__The task__: Set down every entry exactly as it stands, omitting any picture.
· · · ·
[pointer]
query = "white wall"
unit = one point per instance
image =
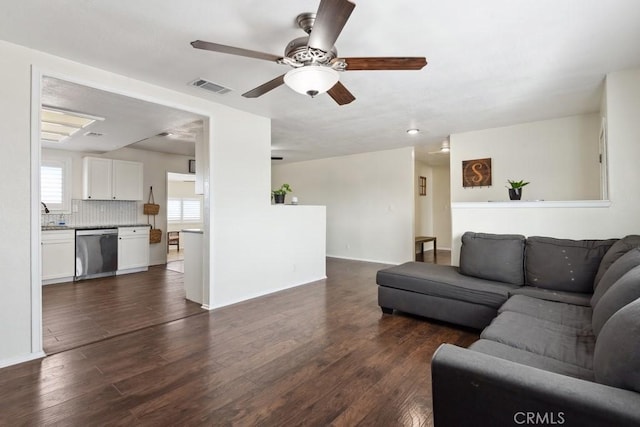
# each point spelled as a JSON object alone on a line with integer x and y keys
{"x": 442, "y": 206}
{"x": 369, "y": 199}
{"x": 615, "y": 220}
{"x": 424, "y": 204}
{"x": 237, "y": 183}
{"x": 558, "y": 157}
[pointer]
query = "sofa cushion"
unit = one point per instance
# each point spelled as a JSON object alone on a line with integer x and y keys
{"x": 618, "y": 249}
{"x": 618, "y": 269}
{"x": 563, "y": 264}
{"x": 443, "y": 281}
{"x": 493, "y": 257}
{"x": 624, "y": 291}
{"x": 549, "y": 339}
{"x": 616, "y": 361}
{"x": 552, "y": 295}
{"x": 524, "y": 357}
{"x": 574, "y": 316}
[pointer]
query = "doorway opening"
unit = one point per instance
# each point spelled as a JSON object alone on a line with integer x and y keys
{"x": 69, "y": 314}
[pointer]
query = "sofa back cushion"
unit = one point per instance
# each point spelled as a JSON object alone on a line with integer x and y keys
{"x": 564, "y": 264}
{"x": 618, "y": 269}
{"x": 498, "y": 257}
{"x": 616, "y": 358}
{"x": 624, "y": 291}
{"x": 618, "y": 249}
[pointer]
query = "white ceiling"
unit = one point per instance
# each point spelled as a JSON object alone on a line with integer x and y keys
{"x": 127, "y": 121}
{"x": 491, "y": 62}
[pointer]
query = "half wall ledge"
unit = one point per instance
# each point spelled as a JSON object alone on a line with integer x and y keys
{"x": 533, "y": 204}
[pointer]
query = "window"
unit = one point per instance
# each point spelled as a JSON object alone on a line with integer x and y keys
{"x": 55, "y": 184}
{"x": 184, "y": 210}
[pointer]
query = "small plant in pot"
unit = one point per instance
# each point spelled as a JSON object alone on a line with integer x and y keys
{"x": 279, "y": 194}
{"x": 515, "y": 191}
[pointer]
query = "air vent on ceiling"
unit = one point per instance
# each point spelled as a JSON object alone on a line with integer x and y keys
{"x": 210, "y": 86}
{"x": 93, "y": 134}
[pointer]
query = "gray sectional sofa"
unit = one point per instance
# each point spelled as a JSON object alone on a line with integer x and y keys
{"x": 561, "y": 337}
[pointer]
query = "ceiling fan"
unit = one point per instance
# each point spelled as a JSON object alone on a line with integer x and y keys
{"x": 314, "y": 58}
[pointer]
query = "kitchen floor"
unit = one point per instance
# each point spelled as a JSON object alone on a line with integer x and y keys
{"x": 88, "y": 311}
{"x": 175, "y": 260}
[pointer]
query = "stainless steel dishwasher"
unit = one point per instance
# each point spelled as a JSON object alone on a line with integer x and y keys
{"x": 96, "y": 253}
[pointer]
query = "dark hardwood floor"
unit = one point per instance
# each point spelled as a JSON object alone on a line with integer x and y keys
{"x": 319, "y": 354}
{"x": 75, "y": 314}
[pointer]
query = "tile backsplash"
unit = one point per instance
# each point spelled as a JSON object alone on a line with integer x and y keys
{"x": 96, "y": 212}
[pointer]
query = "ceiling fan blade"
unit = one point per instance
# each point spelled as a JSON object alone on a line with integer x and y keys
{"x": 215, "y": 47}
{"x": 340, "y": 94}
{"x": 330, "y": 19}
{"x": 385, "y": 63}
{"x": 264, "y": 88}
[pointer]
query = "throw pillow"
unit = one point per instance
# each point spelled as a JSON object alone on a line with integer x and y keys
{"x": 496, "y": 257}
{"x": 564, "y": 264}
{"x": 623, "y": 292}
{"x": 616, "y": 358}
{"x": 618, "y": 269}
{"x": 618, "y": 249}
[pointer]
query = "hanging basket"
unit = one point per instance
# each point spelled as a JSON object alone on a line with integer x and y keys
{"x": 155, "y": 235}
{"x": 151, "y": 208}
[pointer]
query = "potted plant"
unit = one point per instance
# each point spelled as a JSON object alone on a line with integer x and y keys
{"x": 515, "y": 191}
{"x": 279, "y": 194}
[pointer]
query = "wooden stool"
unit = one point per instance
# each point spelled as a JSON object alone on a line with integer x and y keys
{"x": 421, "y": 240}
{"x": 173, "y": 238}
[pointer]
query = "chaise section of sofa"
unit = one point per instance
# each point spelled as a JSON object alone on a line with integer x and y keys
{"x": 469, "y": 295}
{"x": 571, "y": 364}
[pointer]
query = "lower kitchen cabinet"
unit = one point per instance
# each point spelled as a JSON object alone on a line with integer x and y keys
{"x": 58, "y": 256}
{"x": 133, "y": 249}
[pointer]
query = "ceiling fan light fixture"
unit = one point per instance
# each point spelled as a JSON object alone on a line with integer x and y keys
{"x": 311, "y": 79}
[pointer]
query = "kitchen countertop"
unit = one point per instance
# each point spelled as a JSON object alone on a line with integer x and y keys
· · · ·
__Answer box__:
[pointer]
query = "white wall"
unit = one point per instance
image =
# each point spelled as a JSON object alone on a line with integer x and y keys
{"x": 442, "y": 206}
{"x": 369, "y": 199}
{"x": 615, "y": 220}
{"x": 424, "y": 204}
{"x": 237, "y": 183}
{"x": 558, "y": 157}
[pointer]
query = "sofa cushion"
unit = one point per instance
# each point spelled as a JSON object alone on a line with integer x and y keys
{"x": 618, "y": 249}
{"x": 618, "y": 269}
{"x": 563, "y": 264}
{"x": 443, "y": 281}
{"x": 493, "y": 257}
{"x": 624, "y": 291}
{"x": 549, "y": 339}
{"x": 616, "y": 361}
{"x": 552, "y": 295}
{"x": 524, "y": 357}
{"x": 574, "y": 316}
[pointer]
query = "doorway opening"
unit = one point per instance
# each point spelled as a JSON object alone on a line with integer x and y keys
{"x": 69, "y": 314}
[pointer]
query = "sofa back cushion"
unit = one point per instance
# each point spelled as a JSON object alone on a line with integer x and y keys
{"x": 564, "y": 264}
{"x": 618, "y": 269}
{"x": 498, "y": 257}
{"x": 616, "y": 358}
{"x": 624, "y": 291}
{"x": 618, "y": 249}
[pointer]
query = "white ceiling"
unit = one point per instance
# each point spelled as a JSON object alone on a line with integer x and y keys
{"x": 127, "y": 121}
{"x": 491, "y": 62}
[pointer]
query = "half wall ledge"
unit = one point per instance
# each point spelled as a JSON object alone on a line with integer x and y keys
{"x": 533, "y": 204}
[pointer]
query = "window"
unit = one point per instance
# each point spelled as a JSON object alone on a line with integer x and y keys
{"x": 55, "y": 184}
{"x": 184, "y": 210}
[pointer]
query = "small plant in pot"
unit = one point per instance
# each point spelled as a JSON object alone on a line with integer x and y keys
{"x": 279, "y": 194}
{"x": 515, "y": 191}
[pointer]
query = "air vent on ceiling"
unit = one point per instance
# each point spelled as a JSON object alone on a line with integer x and y keys
{"x": 210, "y": 86}
{"x": 93, "y": 134}
[pointer]
query = "gray sectional sofa"
unit = one point per instance
# each point spelled as a JSON object alone on a line with integer x and y keys
{"x": 561, "y": 337}
[pointer]
query = "ceiling fan"
unit = one point per instance
# each point spelled as a JSON object alone on a line with integer x and y keys
{"x": 314, "y": 58}
[pointer]
query = "kitchen floor"
unit = one point per instance
# each point spelled as a JSON object alone on a line with integer x and y keys
{"x": 88, "y": 311}
{"x": 175, "y": 260}
[pointer]
query = "stainless steel dishwasher"
unit = one point per instance
# each point spelled as a JSON object alone on a line with integer x and y keys
{"x": 96, "y": 253}
[pointer]
query = "dark hardwood floor"
unit = one point per instance
# each point spelled as a JSON object alone on a line with integer x and y keys
{"x": 319, "y": 354}
{"x": 75, "y": 314}
[pointer]
query = "tile backsplash"
unit = one point per instance
# each point spelled as a JSON object alone on a line with integer x and y keys
{"x": 96, "y": 212}
[pointer]
query = "ceiling fan blade"
unit = one point per instance
# each point spelled as a JSON object alone on a line with integer x and y keys
{"x": 215, "y": 47}
{"x": 340, "y": 94}
{"x": 330, "y": 19}
{"x": 385, "y": 63}
{"x": 264, "y": 88}
[pointer]
query = "throw pillow"
unit = one point per instance
# each point spelled as a JSON object alone on a line with integer x and y keys
{"x": 496, "y": 257}
{"x": 564, "y": 264}
{"x": 623, "y": 292}
{"x": 616, "y": 358}
{"x": 618, "y": 269}
{"x": 618, "y": 249}
[pointer]
query = "hanging basket"
unit = one point per instance
# each point spelled as a JSON object alone on a line with integer x and y keys
{"x": 155, "y": 235}
{"x": 151, "y": 208}
[pointer]
query = "potted plant"
unit = one point per instance
# each point spelled as a JSON object alone on a line with integer x and y keys
{"x": 515, "y": 191}
{"x": 279, "y": 194}
[pointer]
query = "wooden stool"
unit = one point per instance
# each point spelled as a JSON object alone on a line with integer x and y keys
{"x": 421, "y": 240}
{"x": 173, "y": 238}
[pointer]
query = "chaise section of sofa"
unit = one point per instance
# each point spelled as a JSON object alone on a line with integer x and y keys
{"x": 469, "y": 295}
{"x": 571, "y": 364}
[pointer]
query = "lower kitchen cabinet"
unit = one point per instance
# each point spelled as a JSON object alone on a line with integer x and y keys
{"x": 58, "y": 256}
{"x": 133, "y": 249}
[pointer]
query = "ceiling fan light fixture"
unit = one point per instance
# each point spelled as a JSON object alone on a line with integer x and y keys
{"x": 311, "y": 79}
[pointer]
query = "kitchen countertop"
unit = one point per instance
# each point spelled as a JSON object alone on a line with integer x and y keys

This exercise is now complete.